RECORD LIST -

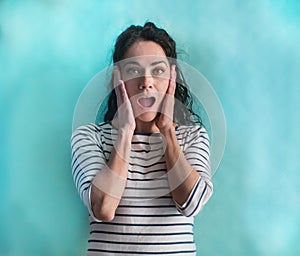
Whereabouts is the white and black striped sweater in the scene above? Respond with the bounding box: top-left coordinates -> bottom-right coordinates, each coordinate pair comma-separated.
71,123 -> 213,256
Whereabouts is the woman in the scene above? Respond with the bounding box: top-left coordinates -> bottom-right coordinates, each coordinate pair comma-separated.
72,22 -> 213,255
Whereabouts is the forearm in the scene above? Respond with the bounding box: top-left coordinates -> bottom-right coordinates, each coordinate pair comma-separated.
91,132 -> 131,221
163,129 -> 200,205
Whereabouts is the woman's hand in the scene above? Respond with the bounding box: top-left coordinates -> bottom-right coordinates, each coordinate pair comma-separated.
113,67 -> 136,136
156,65 -> 176,133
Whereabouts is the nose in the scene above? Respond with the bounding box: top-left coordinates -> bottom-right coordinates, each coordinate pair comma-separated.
139,74 -> 154,90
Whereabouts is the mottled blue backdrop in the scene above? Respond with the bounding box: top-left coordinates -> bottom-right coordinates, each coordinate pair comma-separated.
0,0 -> 300,256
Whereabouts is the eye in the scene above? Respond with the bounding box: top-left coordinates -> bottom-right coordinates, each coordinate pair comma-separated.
126,67 -> 141,76
152,67 -> 165,76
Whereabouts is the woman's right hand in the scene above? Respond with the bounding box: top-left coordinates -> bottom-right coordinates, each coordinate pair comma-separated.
113,66 -> 136,136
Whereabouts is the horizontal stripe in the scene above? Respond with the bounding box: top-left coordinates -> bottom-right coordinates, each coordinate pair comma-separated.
71,123 -> 212,256
88,249 -> 196,255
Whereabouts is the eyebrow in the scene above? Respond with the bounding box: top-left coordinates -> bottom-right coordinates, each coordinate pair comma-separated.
124,60 -> 168,67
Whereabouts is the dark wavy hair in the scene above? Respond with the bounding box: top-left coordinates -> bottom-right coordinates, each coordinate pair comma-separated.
104,22 -> 202,125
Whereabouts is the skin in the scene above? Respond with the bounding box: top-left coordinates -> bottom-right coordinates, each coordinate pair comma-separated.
91,41 -> 200,221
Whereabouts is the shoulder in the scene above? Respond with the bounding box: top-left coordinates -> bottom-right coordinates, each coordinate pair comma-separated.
71,122 -> 112,140
175,125 -> 208,139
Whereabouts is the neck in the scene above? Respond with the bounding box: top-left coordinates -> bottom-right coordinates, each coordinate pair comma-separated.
135,119 -> 159,133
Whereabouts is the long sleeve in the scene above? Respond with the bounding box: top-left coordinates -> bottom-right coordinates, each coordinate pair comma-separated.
71,124 -> 106,219
175,127 -> 213,217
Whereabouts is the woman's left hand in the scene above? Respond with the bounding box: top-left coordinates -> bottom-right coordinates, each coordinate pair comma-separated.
156,65 -> 176,133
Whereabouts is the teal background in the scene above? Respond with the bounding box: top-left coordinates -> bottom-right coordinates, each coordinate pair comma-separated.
0,0 -> 300,256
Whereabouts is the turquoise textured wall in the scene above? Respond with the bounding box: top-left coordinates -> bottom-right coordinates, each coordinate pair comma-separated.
0,0 -> 300,256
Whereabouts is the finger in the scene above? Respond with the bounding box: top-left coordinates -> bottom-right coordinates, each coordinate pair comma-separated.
113,66 -> 121,89
113,67 -> 125,106
167,65 -> 177,95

TASK -
Print every item above word for word, leaving out the pictures.

WRITTEN RESPONSE -
Whereabouts is the white and black striped sweater in the scene above? Respond with the bounding box: top-left coordinates -> bottom-right coordinates, each coordinate pair comma-separated.
71,123 -> 213,256
Whereabouts is the woman in the scene above? Respond with the bounding box: top-left coordinates -> bottom-right coordinates, each coordinate pair comma-separated.
72,22 -> 213,255
Whereabouts is the forearm in the scene above? Respond with the bounding box: top-left coordinates -> bottom-right coordinates, each coordinate pair comma-separated.
91,132 -> 131,221
163,129 -> 200,205
Whereabouts is the woman's hand in the scene above? Respond with the bounding box: top-left coordinates -> bottom-right coordinates, each coordinate pair comma-separated.
113,67 -> 136,136
156,65 -> 176,133
Whereabouts is the nose in the scene above? Respond with the bounding box: top-left coordinates -> bottom-right coordinates, each coordinate pair comma-separated.
139,74 -> 154,90
Whereabouts is the mottled blue backdrop in the scene above? Respond with the bounding box: top-left coordinates -> bottom-right coordinates, each coordinate pair comma-separated.
0,0 -> 300,256
Whereabouts is the eye in the scene above? Respond with the bounding box: top-left coordinates -> bottom-right coordinates, each coordinate pair comma-separated.
126,67 -> 141,76
152,67 -> 165,76
Whereabouts is the woman's right hand in the scene above? Respond with the bounding box: top-left coordinates -> bottom-right coordinates, each coordinate pair comma-separated.
113,66 -> 136,136
Whereabouts is the horizontal stripe in the scene above? Respond with the bounding box: top-left coordinates -> bottom-right coordinates, each coordinate pair comma-separated.
71,123 -> 212,256
88,249 -> 196,255
Whereabouts is the eyebrow in the scene above? Respond with the bounding box: top-left coordinates -> bottom-right coordinates, each coordinate pair comma-separated.
124,60 -> 168,67
Whereabouts is the dark wavy hair in the scene above? Respond with the bounding box: top-left coordinates -> bottom-right coordinates, each coordinate pair comma-separated.
104,22 -> 202,125
Whereabouts is the skin in the scene above? Respond with the bounding box: top-left coordinates -> bottom-right coordinates, each coordinate pair comma-separated.
91,41 -> 200,221
Whereabouts is the shoulder in the scene above? Respond with the bounding box: top-left coordinates -> bottom-right coordinates, each coordinate pair comma-separated.
71,122 -> 112,140
175,125 -> 208,139
Whereabouts is the neck in the scene above? Respond with the bounding box: top-left coordinates -> bottom-right coordinates, each coordinate pair comma-separated.
135,119 -> 159,133
Whereabouts is the long sleeve in the scene above? Respond with the bounding box: top-left coordinates -> bottom-right coordinates, each coordinate pair comma-separated.
71,124 -> 106,219
175,127 -> 213,217
Whereabouts is the woman's left hand in the scene above? Respond with the bounding box: top-left coordinates -> bottom-right coordinates, each coordinate pair comma-separated.
156,65 -> 176,133
Whereabouts is the teal background in the scene above? Respond with the bounding box: top-left coordinates -> bottom-right coordinates, each coordinate pair comma-separated.
0,0 -> 300,256
Whereabouts is the turquoise textured wall in the scene above? Respond with the bounding box: top-left coordinates -> bottom-right coordinates, each coordinate pair comma-separated.
0,0 -> 300,256
Whereabouts is the finger in the scene above? Respond with the bounding box: top-left coordinates -> bottom-right coordinates, each coordinate pair comma-separated.
113,66 -> 121,89
113,67 -> 125,106
167,65 -> 177,95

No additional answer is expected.